## The request:
Can you recast all the rows below as a JSON list of strings, with one string per line and blank lines dropped? Leave the pictures out of your answer.
== Data shown ==
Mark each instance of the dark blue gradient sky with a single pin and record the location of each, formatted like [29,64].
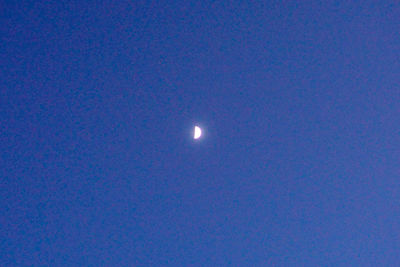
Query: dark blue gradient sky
[298,166]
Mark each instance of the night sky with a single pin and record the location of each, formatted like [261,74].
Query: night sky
[298,164]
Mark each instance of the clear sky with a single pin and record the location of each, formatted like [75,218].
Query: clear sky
[298,165]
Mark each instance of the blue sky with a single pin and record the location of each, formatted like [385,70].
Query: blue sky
[299,102]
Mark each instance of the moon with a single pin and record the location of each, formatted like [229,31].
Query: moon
[197,132]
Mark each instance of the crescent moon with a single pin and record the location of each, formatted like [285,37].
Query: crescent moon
[197,132]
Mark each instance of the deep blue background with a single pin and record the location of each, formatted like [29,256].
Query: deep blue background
[298,166]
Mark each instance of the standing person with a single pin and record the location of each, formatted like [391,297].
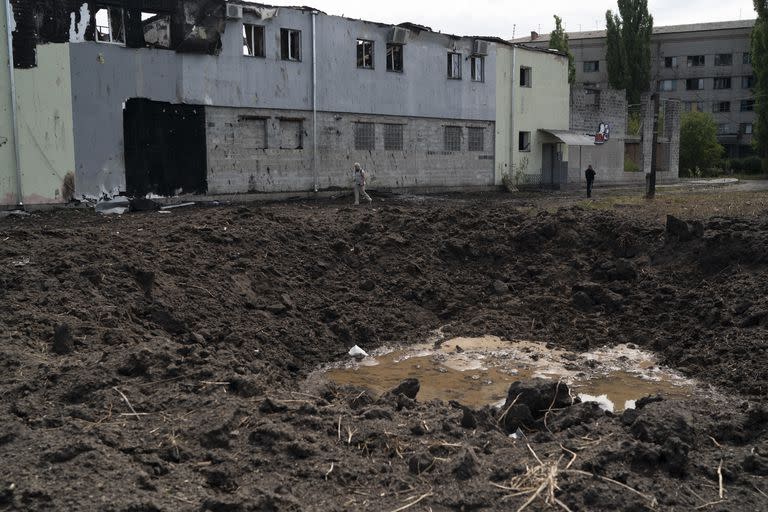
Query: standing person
[359,184]
[590,175]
===
## The solution:
[
  "Mark each instance of the dark blue gradient sky with a single pin and record the location of each, formatted like [29,64].",
  "Query: dark blue gradient sky",
  "[298,166]",
  "Mark each instance of the night sky with a single pin and record the location of each, formatted like [261,74].",
  "Query: night sky",
  "[298,164]",
  "Mark each instance of the clear sky with a single pin and record the location of each, formatted like [75,218].",
  "Query: clear sky",
  "[298,165]",
  "Mark each instance of the blue sky with a single pin and record the location of each, formatted like [385,70].",
  "Query: blue sky",
  "[299,102]",
  "Mark each instance of the moon with a single pin and record the location of each, formatted like [229,31].",
  "Query: moon",
  "[197,132]",
  "Mark each instance of the crescent moon with a single pin and record the location of each, formatted like [285,37].",
  "Query: crescent moon",
  "[197,132]",
  "Mark each instance of the deep blue background with a single pin and record the location of each, formatted like [29,256].",
  "Query: deep blue background",
  "[298,166]",
  "Mark each instance of the standing person with a single pin and record the location of each, formatted like [391,297].",
  "Query: standing person",
  "[359,184]",
  "[590,175]"
]